▶ [Excerpts from location labeling data]:
┄┄┄┄┄┄┄┄┄┄

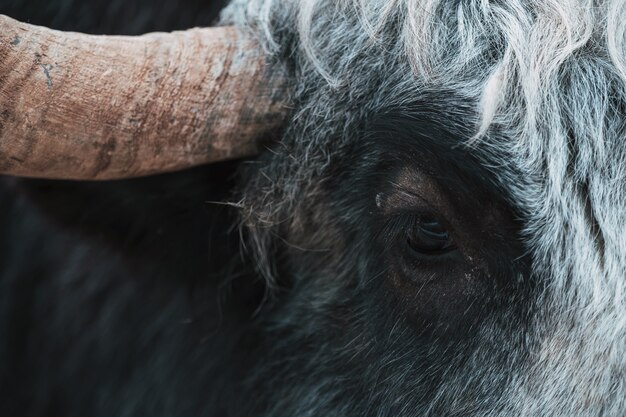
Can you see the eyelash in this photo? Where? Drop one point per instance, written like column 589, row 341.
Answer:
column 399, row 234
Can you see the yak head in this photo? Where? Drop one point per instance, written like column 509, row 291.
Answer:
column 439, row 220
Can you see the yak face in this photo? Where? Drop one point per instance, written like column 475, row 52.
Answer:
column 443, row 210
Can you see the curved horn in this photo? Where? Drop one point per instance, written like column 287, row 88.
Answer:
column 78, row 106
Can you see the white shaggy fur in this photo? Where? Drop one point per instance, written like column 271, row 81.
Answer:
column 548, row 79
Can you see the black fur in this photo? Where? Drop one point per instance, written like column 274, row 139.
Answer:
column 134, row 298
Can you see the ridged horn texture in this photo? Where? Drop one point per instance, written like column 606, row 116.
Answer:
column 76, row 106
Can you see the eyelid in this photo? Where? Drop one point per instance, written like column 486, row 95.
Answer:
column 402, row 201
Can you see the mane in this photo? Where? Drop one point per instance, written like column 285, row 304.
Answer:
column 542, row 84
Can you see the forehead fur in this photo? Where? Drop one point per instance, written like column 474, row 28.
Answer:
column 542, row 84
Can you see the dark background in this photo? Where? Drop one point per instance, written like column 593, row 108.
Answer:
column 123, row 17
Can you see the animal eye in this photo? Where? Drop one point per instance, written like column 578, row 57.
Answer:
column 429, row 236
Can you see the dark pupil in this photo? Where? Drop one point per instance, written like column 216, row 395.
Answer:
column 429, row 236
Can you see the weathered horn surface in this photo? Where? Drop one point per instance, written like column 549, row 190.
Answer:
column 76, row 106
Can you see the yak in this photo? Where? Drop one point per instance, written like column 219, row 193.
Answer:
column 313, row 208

┄┄┄┄┄┄┄┄┄┄

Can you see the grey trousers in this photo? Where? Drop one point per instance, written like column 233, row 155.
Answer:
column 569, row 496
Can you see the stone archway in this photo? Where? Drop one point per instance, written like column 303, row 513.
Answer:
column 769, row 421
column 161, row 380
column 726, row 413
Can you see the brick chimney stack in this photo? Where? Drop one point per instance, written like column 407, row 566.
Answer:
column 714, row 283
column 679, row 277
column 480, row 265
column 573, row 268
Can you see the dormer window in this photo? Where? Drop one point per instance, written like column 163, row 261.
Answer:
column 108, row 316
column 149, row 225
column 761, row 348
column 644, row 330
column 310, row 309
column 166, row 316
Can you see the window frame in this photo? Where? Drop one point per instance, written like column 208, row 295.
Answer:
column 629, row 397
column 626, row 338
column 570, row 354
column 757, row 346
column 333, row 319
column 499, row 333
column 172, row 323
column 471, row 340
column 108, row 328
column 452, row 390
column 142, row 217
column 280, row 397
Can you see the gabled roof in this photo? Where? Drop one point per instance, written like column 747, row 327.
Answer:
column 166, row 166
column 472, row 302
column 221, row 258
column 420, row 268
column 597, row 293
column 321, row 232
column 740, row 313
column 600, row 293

┄┄┄┄┄┄┄┄┄┄

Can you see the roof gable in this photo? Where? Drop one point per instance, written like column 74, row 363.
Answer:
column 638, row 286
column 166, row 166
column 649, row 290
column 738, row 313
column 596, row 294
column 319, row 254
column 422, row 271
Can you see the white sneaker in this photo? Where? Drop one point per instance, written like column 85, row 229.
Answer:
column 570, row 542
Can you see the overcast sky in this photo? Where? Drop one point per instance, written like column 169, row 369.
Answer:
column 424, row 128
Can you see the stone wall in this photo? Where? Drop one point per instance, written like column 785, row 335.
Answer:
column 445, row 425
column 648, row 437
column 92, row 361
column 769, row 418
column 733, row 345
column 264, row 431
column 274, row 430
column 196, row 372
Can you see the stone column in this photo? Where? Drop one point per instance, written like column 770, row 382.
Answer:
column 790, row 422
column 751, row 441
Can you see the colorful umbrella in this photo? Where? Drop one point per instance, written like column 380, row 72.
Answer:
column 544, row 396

┄┄┄┄┄┄┄┄┄┄

▶ [TO DO]: Retype everything from the line containing "Can you see the roof" down to the line containing "column 424, row 128", keeping both of those lines and changing nothing.

▶ [WRITTEN ANSWER]:
Can you see the roof gable in this photo? Where? Drop one point per instance, written like column 74, row 363.
Answer:
column 638, row 286
column 166, row 166
column 649, row 290
column 738, row 313
column 596, row 294
column 319, row 254
column 422, row 271
Can you see the white sneaker in this photo? Where? Drop one point per instance, written like column 85, row 229.
Answer:
column 570, row 542
Can you see the overcast sky in this photo? Where? Drop one point per instance, written like column 169, row 369.
Answer:
column 424, row 128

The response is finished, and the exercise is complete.